Soal Latihan A:
Tentukan apakah setiap pernyataan berikut sesuai dengan teks tentang kekerasan terhadap perempuan. Jawab ya atau tidak, lalu kutip kata-kata teks yang menentukannya.
(i) Komnas Perempuan mencatat sekitar 56.000 kasus pada tahun 2008.
(ii) Secara kebahasaan, misoginis berarti kecintaan terhadap perempuan.
(iii) Menurut catatan Wahbah az-Zuhaily, laknat bagi istri berlaku dalam keadaan apa pun.

Teks Bacaan:
Oleh: M. Iqbal Zen
Penulis Bina Qalam Indonesia
FENOMENA kekerasan terhadap perempuan
nampaknya masih sulit terhindarkan dari “tradisi” manusia. Fenomena kekerasan
terhadap perempuan nyata malah semakin meningkat. Hal tersebut difahami dari
hasil kajian Komnas Perempuan yang memperoleh data pada tahun 2001 sebanyak
3.160 kasus, kemudian pada tahun 2002 meningkat menjadi 5.163. Hal yang lebih
mengagetkan bahwa Komnas Perempuan pada tahun 2007 mencatat kasus sekitar
26.000. Jumlah tersebut ternyata melonjak signifikan pada tahun berikutnya,
2008 yang mencapai 56.000 kasus.
Deretan kasus di atas memunculkan sebuah
tanda tanya besar, mengapa dan apa sebabnya kekerasan terhadap perempuan masih
saja terjadi? Dalam menjawab pertanyaan tersebut, memang kita tidak dapat
mengeneralisir faktor dan penyebab kekerasan tersebut tetap menggeliat.
Tidak dapat dimungkiri bahwa ada bias
dalam memahami kedudukan laki-laki dan perempuan dari dulu hingga kini. Akibat
bias tersebut, perempuan tidak hanya mengalami peremehan tetapi juga pelecehan
bahkan kekerasan baik fisik maupun batin. Legitimasi kekerasan tersebut kerap
kali disandarkan pada dalih keagamaan. Agama bagi mereka merupakan payung untuk
melaksanakan modus pelbagai kekerasan. Dengan dalih keagamaan dan penafsiran
yang mereka anggap benar, maka kemudian perempuan tak jarang dijadikan sebagai
objek.
Dalam kajian keislaman khususnya dalam
kajian hadis kontemporer, dikenal istilah “hadis misoginis”. Secara kebahasaan,
misoginis berarti kebencian terhadap perempuan. Pemahaman hadis misoginis bukan
berarti hadis yang mengandung unsur “kebencian” terhadap perempuan. Hal
tersebut sudah pasti mustahil ada dalam diri seorang Nabi, karena tidak ada
satu hadis pun yang mengandung unsur kebencian terhadap sesama manusia maupun
makhluk lain kecuali hadis tersebut bersifat palsu (maudlu’). Hanya
saja, yang harus diperhatikan adalah penafsiran atas hadis tersebut.
Salah satu contoh yang kerap dijadikan
pemahaman bahwa kaum perempuan berada di bawah laki-laki adalah intervensi
malaikat dalam hubungan seks antara suami dan istri. Malaikat akan melaknat
sampai subuh bagi serorang istri yang menolak ajakan suami. Dalam memahami
hadis tersebut tentu harus dilihat secara holistik sehingga memunculkan
pemahaman yang seimbang. Wahbah az-Zuhaily misalnya memberi catatan bahwa
laknat bagi istri tersebut jika penolakannya tanpa didasari oleh suatu sebab
atau istri dalam keadaan longgar.

Catatan yang Disediakan:

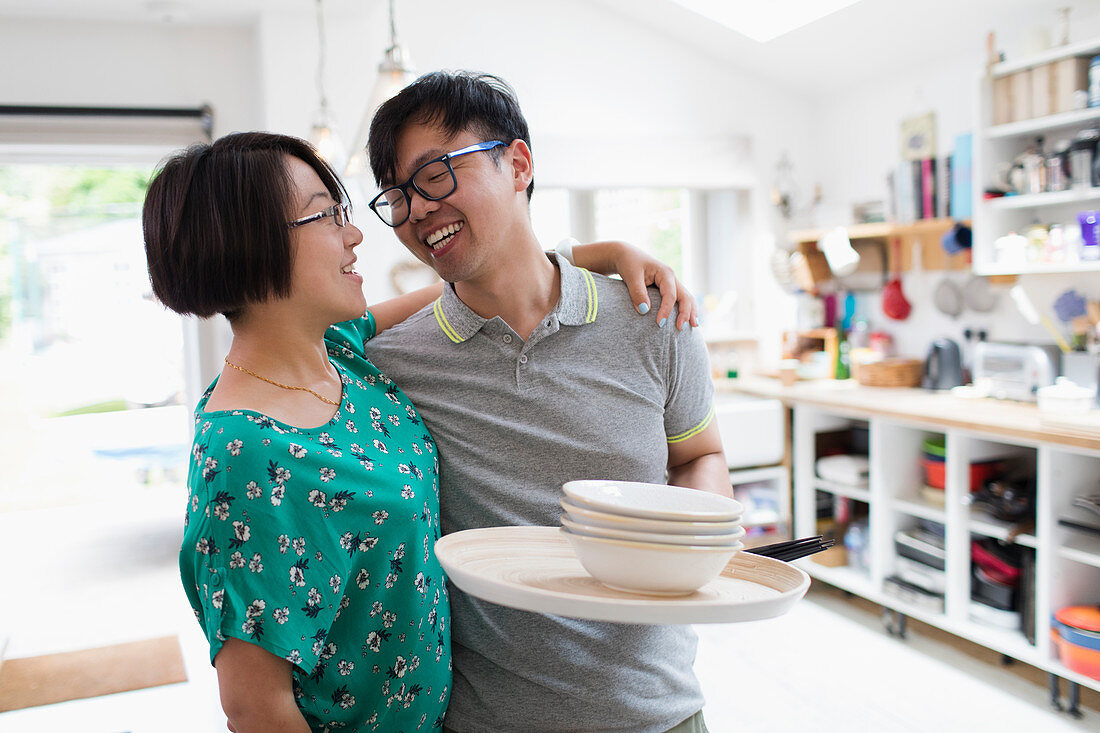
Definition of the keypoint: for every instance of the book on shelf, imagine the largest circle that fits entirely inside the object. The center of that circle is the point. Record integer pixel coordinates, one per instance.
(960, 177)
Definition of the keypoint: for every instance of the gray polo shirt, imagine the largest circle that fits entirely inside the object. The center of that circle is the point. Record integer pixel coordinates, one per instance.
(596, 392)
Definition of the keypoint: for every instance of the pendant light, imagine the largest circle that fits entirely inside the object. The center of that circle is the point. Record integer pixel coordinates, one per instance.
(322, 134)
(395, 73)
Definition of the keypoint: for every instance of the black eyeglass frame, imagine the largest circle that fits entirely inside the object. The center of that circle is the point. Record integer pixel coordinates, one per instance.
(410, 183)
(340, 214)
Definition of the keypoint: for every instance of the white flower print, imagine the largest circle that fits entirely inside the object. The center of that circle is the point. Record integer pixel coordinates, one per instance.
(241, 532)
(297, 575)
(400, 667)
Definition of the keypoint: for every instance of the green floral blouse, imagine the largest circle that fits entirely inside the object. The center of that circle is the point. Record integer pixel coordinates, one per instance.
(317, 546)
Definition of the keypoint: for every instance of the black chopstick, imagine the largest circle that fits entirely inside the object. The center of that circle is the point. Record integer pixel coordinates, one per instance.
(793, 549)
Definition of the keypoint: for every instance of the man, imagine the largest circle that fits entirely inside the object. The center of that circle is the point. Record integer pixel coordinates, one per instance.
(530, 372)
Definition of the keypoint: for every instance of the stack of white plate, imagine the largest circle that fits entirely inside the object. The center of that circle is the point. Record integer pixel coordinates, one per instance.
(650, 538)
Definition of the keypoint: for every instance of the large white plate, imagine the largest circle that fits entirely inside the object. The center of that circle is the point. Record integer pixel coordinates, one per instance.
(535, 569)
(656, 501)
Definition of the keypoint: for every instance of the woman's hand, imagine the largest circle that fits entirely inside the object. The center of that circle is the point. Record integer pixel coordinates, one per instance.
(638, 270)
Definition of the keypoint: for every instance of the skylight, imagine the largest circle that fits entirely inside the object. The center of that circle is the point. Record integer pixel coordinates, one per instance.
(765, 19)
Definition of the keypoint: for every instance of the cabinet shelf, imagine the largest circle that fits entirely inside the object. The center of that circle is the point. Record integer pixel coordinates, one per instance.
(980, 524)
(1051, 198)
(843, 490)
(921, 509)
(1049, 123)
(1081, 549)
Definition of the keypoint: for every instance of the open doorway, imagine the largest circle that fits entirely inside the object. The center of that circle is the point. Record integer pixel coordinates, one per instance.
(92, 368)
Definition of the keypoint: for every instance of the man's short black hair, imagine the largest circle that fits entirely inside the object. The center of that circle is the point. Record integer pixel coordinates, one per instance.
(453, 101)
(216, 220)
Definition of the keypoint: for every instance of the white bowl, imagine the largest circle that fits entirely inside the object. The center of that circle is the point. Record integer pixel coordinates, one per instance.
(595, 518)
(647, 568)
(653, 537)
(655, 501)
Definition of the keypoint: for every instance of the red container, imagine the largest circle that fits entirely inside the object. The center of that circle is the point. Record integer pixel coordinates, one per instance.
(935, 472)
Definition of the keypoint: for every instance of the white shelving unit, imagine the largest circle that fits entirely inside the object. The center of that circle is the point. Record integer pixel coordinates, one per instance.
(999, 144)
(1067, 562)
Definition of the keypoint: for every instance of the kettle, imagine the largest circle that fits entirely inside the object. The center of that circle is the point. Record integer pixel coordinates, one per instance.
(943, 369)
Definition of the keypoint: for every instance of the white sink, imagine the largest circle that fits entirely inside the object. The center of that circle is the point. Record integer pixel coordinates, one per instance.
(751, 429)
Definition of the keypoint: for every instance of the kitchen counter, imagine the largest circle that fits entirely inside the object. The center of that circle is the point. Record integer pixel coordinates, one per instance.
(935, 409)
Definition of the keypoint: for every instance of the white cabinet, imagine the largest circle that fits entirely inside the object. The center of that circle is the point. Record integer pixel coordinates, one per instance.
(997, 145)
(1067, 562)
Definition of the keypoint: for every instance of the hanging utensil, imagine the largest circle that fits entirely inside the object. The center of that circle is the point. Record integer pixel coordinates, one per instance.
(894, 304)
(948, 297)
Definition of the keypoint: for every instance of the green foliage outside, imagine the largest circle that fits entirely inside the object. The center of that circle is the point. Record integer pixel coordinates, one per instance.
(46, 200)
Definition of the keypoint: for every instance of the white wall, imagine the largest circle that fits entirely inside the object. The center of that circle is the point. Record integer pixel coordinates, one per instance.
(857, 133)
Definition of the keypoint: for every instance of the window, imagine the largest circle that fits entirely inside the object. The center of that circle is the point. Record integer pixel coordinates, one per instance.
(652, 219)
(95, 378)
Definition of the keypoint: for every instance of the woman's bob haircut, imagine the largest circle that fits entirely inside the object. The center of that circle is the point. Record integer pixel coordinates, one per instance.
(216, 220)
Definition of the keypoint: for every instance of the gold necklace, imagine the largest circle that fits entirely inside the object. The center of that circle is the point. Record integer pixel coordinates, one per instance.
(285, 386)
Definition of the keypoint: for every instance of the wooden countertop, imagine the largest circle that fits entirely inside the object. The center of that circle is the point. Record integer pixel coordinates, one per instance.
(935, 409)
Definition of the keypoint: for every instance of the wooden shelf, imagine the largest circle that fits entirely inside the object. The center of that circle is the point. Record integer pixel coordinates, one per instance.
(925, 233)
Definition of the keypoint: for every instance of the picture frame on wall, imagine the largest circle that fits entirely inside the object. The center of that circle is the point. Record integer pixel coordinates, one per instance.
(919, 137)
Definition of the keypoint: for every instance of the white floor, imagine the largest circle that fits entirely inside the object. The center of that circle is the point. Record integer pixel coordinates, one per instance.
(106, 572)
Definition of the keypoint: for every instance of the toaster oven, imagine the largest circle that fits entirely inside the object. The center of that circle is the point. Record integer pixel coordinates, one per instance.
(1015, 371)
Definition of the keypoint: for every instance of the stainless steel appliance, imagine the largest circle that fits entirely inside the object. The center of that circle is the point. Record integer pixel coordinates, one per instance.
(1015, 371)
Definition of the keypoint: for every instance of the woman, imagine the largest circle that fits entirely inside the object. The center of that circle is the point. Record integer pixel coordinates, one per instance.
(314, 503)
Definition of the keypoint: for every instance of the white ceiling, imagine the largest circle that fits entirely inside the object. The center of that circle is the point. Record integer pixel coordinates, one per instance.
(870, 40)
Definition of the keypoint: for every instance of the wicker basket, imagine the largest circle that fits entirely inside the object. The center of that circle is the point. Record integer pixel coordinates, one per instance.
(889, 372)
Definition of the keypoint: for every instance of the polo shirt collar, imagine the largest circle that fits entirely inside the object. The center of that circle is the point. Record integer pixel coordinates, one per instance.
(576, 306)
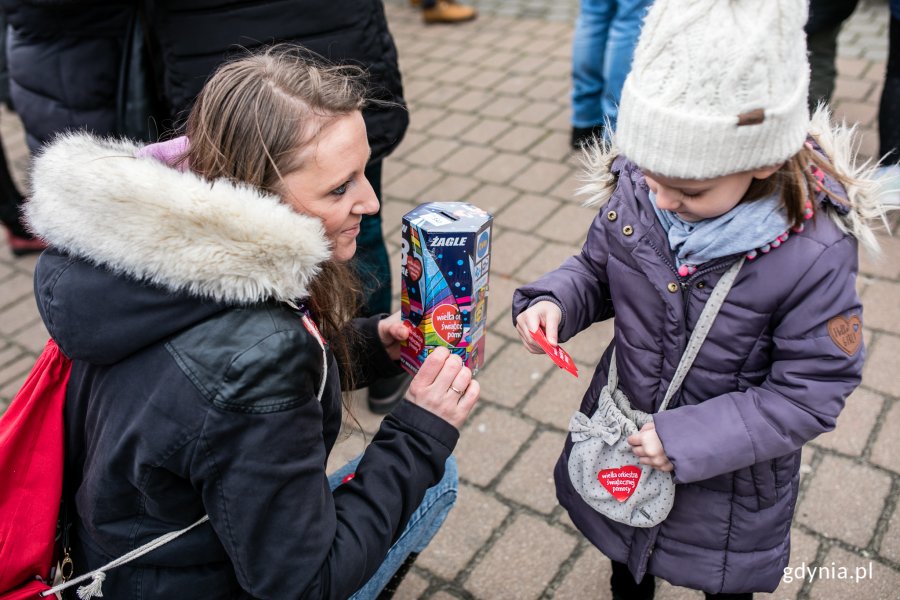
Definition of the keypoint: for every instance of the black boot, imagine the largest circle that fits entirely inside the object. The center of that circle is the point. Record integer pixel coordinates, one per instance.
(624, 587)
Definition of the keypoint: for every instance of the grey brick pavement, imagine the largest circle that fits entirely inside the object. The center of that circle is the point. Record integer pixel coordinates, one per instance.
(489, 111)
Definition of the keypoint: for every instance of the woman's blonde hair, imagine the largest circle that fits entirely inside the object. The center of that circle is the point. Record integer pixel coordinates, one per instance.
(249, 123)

Soal Latihan B:
Ulangi baris-baris dalam catatan tanpa perubahan, mulai dari baris yang memuat "white ceiling, imagine" hingga baris terakhir catatan. Jangan sertakan gambar dalam jawaban.

Jawaban yang Diharapkan A:
(i) Ya: "2008 yang mencapai 56.000 kasus."
(ii) Tidak: "misoginis berarti kebencian terhadap perempuan."
(iii) Tidak: "laknat bagi istri tersebut jika penolakannya tanpa didasari oleh suatu sebab atau istri dalam keadaan longgar."

Jawaban yang Diharapkan B:
Definition of the keypoint: for every instance of the white ceiling, imagine the largest circle that fits entirely inside the object. The center of that circle is the point. Record integer pixel coordinates, one per instance.
(870, 40)
Definition of the keypoint: for every instance of the wicker basket, imagine the largest circle that fits entirely inside the object. The center of that circle is the point. Record integer pixel coordinates, one per instance.
(889, 372)
Definition of the keypoint: for every instance of the polo shirt collar, imagine the largest circle that fits entirely inside the object. The center of that circle is the point. Record integer pixel coordinates, one per instance.
(576, 306)
Definition of the keypoint: for every instance of the black boot, imagine the largest circle that fits entirely inside the object. The center of that circle is the point. Record integer pixel coordinates, one per instance.
(624, 587)
Definition of the keypoint: for every instance of the grey brick pavement, imagine the largest circle that fits entirely inside the object. The center of that circle is the point. Record integer pixel coordinates, one per instance.
(489, 111)
Definition of the keypoint: for every instance of the woman's blonde hair, imagine the largest circle that fits entirely inside the object. The center of that circle is the point. Record integer pixel coordinates, one per instance.
(249, 123)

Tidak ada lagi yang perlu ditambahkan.